Start of Block

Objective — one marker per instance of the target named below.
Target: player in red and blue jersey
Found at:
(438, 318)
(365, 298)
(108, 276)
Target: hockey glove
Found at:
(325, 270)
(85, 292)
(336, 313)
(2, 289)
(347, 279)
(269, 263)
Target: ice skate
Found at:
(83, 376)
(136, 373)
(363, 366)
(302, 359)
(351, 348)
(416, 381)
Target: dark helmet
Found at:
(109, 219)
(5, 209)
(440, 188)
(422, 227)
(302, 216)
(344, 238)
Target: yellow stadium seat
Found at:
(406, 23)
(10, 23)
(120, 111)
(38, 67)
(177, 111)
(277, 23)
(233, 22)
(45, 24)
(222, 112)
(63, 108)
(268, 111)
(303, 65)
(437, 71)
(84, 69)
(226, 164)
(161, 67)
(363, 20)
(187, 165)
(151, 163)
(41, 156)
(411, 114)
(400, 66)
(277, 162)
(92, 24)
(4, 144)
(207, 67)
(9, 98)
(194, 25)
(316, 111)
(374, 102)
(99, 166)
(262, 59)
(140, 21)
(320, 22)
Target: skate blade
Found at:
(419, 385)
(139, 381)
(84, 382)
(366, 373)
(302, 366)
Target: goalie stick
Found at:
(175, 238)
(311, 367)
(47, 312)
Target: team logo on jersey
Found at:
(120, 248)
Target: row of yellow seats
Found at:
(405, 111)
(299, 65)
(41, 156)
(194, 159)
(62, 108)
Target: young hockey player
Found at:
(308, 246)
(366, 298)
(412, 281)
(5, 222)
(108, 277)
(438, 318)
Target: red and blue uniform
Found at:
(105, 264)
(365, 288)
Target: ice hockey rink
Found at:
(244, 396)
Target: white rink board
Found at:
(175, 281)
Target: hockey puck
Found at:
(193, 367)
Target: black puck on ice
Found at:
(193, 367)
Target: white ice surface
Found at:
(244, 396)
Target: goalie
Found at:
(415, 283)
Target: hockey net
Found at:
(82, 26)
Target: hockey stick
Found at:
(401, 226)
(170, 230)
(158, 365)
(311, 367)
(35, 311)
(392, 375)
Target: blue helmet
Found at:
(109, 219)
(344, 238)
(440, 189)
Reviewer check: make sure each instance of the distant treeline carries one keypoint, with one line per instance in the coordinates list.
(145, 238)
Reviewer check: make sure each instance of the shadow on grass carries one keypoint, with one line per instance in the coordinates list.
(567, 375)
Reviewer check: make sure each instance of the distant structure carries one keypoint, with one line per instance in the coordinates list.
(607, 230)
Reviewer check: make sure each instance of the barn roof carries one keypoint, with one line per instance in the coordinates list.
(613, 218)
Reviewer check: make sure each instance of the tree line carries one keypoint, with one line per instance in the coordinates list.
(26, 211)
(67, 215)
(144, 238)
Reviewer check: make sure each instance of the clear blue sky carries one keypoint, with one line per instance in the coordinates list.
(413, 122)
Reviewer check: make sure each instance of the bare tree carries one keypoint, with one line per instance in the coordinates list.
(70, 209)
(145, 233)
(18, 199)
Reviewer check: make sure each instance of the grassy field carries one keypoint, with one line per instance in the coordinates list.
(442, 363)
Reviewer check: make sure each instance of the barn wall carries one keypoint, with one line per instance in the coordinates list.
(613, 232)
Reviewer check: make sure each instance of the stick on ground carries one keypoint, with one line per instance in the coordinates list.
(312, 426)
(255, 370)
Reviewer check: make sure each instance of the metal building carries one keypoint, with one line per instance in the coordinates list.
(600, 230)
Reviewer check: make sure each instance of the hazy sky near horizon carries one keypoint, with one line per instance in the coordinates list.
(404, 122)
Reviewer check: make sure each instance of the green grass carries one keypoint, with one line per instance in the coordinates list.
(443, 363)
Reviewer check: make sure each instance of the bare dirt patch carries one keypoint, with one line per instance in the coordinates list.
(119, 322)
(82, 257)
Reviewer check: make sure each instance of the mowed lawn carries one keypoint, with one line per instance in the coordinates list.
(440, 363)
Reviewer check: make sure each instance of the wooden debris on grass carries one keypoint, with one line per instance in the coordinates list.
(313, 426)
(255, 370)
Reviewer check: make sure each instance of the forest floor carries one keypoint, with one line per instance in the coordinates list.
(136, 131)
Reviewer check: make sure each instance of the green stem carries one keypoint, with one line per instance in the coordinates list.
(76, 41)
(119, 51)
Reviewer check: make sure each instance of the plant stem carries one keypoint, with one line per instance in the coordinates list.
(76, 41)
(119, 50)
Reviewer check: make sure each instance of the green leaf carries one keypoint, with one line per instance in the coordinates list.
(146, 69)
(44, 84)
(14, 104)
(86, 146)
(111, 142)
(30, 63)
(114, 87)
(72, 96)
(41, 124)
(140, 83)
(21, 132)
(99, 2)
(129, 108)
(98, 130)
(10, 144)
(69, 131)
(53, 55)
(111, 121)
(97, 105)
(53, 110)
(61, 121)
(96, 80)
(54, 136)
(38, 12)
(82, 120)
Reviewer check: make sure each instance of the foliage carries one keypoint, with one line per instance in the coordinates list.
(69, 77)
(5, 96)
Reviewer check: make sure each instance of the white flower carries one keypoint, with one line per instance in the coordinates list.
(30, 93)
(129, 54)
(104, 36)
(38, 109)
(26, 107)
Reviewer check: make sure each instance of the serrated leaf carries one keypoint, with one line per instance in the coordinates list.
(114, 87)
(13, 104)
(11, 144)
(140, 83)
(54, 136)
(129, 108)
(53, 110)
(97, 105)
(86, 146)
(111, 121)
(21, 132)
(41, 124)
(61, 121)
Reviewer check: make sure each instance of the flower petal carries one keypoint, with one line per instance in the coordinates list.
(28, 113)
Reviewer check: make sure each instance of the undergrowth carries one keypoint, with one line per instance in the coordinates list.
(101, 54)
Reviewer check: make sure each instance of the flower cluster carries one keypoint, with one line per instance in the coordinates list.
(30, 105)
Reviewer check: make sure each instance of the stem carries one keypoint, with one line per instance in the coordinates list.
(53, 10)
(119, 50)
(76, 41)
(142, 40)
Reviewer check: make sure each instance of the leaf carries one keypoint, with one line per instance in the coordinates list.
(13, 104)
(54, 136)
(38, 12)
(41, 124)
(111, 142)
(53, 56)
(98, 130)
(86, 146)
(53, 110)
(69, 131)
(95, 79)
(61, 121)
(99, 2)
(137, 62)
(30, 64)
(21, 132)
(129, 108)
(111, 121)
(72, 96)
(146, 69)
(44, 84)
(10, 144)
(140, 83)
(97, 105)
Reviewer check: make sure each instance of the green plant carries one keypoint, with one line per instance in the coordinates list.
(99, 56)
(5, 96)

End of Block

### About this exercise
Above are the records; please copy exactly their first line and each line after it through the line containing "Target: goalie stick", and no line after that.

### Written solution
Objective — one marker per instance of the target named below.
Target: player in red and blue jersey
Found at:
(438, 318)
(365, 298)
(108, 276)
Target: hockey glove
Found at:
(325, 270)
(85, 292)
(336, 313)
(2, 289)
(347, 279)
(269, 263)
Target: ice skate
Found at:
(83, 376)
(136, 373)
(363, 366)
(302, 359)
(351, 348)
(416, 381)
Target: dark helmet
Found at:
(109, 219)
(5, 209)
(440, 188)
(422, 227)
(302, 216)
(344, 238)
Target: yellow stadium seat
Found at:
(406, 23)
(10, 23)
(120, 111)
(38, 67)
(177, 111)
(277, 23)
(233, 22)
(45, 24)
(222, 112)
(63, 108)
(268, 111)
(303, 65)
(437, 71)
(84, 69)
(226, 164)
(161, 67)
(363, 20)
(187, 165)
(151, 163)
(41, 156)
(411, 114)
(400, 66)
(277, 162)
(92, 24)
(4, 144)
(207, 67)
(9, 98)
(194, 25)
(316, 111)
(374, 102)
(99, 166)
(262, 59)
(140, 21)
(320, 22)
Target: skate blade
Found at:
(419, 385)
(139, 381)
(84, 382)
(366, 373)
(302, 366)
Target: goalie stick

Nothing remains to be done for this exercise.